## Instructions for the task
Output the data word for word, dropping every image.

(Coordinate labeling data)

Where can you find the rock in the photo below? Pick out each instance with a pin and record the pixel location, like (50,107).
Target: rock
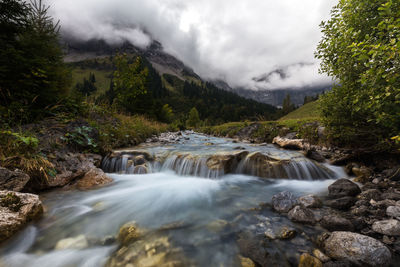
(369,194)
(310,201)
(306,260)
(93,179)
(296,144)
(359,249)
(140,170)
(284,201)
(320,255)
(16,210)
(314,155)
(78,242)
(393,211)
(343,188)
(301,215)
(336,223)
(13,180)
(128,233)
(389,227)
(246,262)
(343,203)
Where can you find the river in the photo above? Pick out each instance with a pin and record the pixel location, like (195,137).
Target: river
(200,210)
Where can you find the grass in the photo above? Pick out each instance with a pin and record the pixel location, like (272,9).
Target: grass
(307,111)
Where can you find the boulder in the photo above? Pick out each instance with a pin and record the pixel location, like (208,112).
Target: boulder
(336,223)
(389,227)
(78,242)
(13,180)
(295,144)
(284,201)
(343,203)
(301,215)
(343,188)
(306,260)
(16,210)
(359,249)
(310,201)
(393,211)
(93,179)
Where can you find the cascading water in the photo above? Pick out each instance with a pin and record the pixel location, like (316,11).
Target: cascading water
(196,199)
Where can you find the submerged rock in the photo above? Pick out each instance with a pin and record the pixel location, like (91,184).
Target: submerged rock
(387,227)
(78,242)
(93,179)
(302,215)
(359,249)
(16,210)
(284,201)
(343,188)
(13,180)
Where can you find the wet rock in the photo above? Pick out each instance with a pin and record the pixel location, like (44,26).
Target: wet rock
(343,203)
(13,180)
(393,211)
(343,188)
(310,201)
(128,233)
(387,227)
(140,170)
(369,194)
(284,201)
(301,215)
(246,262)
(78,242)
(320,255)
(336,223)
(306,260)
(93,179)
(314,155)
(358,249)
(16,210)
(296,144)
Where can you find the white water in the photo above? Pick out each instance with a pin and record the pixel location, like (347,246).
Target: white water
(152,200)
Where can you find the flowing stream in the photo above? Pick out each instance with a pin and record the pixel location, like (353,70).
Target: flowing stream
(196,193)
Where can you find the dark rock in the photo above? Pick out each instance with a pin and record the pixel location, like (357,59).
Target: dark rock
(359,249)
(343,203)
(336,223)
(343,188)
(301,215)
(284,201)
(13,180)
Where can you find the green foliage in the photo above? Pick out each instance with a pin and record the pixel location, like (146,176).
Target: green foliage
(33,76)
(361,50)
(194,119)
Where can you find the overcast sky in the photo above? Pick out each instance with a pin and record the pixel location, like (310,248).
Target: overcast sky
(232,40)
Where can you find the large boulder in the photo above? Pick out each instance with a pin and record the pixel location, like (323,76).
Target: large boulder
(343,188)
(296,144)
(284,201)
(93,179)
(302,215)
(16,210)
(13,180)
(389,227)
(359,249)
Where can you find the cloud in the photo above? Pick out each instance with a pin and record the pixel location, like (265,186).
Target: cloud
(233,40)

## Written answer
Where can you find the rock in the photo below? Pick out each instance with a pin and record the pixel location, like (50,107).
Target: rock
(369,194)
(310,201)
(306,260)
(93,179)
(296,144)
(359,249)
(140,170)
(284,201)
(320,255)
(16,210)
(314,155)
(78,242)
(393,211)
(343,188)
(301,215)
(336,223)
(13,180)
(128,233)
(389,227)
(246,262)
(343,203)
Where can you find the river in the photo above? Pick out each instance with a pin and record the pixel location, like (195,137).
Target: river
(200,210)
Where can you find the grass in the photo above? Pick out each instance with a pin and record the pixel location, like (272,9).
Target: grass
(307,111)
Where can you find the boulder in the photo above? Pick out each instance with a pin and record the pixel location, like (208,112).
Target: boulder
(336,223)
(389,227)
(78,242)
(13,180)
(295,144)
(284,201)
(343,203)
(301,215)
(343,188)
(306,260)
(16,210)
(359,249)
(310,201)
(393,211)
(93,179)
Where can you find the cascading water in the photo above? Pick out each instance with a pin and record the pixel location, like (316,11).
Target: cascading water
(196,199)
Where can you find the submerged rock in the photo above? Pick out each instance with a pin and record the pixel location, like (91,184).
Target: submerged rock
(387,227)
(78,242)
(93,179)
(302,215)
(359,249)
(16,210)
(284,201)
(343,188)
(13,180)
Where can you find the wet rock in the photo above? Pick out each instance with a pin and record the pixel location, like (44,26).
Target: wet rock
(343,203)
(13,180)
(393,211)
(343,188)
(310,201)
(128,233)
(387,227)
(140,170)
(369,194)
(284,201)
(301,215)
(246,262)
(78,242)
(320,255)
(336,223)
(306,260)
(93,179)
(314,155)
(358,249)
(16,210)
(296,144)
Where can you find the white water in the photo above? Pick out each instance with a pin and record the pixel location, like (347,246).
Target: white water
(152,200)
Where can you find the flowing stream in the photo above? Pick out each instance with a pin and record the pixel location, like (353,70).
Target: flowing stream
(196,193)
Where can you find the dark rock in the photo above? Pick out each instance with a pin and record the pixel location, like (357,59).
Target: dark rock
(359,249)
(343,203)
(336,223)
(343,188)
(301,215)
(284,201)
(13,180)
Where can you find the green foliage in the photo above? Pick out each instance with a pin and record the pixel location, like (146,176).
Target: green foliage
(33,76)
(361,50)
(194,119)
Where can you find the overcast sky in the photo above? Pick out each instance with a pin and record the pixel location, like (310,248).
Target: overcast sky
(232,40)
Where can you find the large boulder in the photo above? Pick out each instance with a pin and record the pixel location, like (323,76).
Target: large boulder
(343,188)
(296,144)
(284,201)
(93,179)
(302,215)
(16,210)
(13,180)
(389,227)
(359,249)
Where can you find the cloud in the photo above? Pick out each instance with a pin and record the pixel location, like (265,186).
Target: cloud
(233,40)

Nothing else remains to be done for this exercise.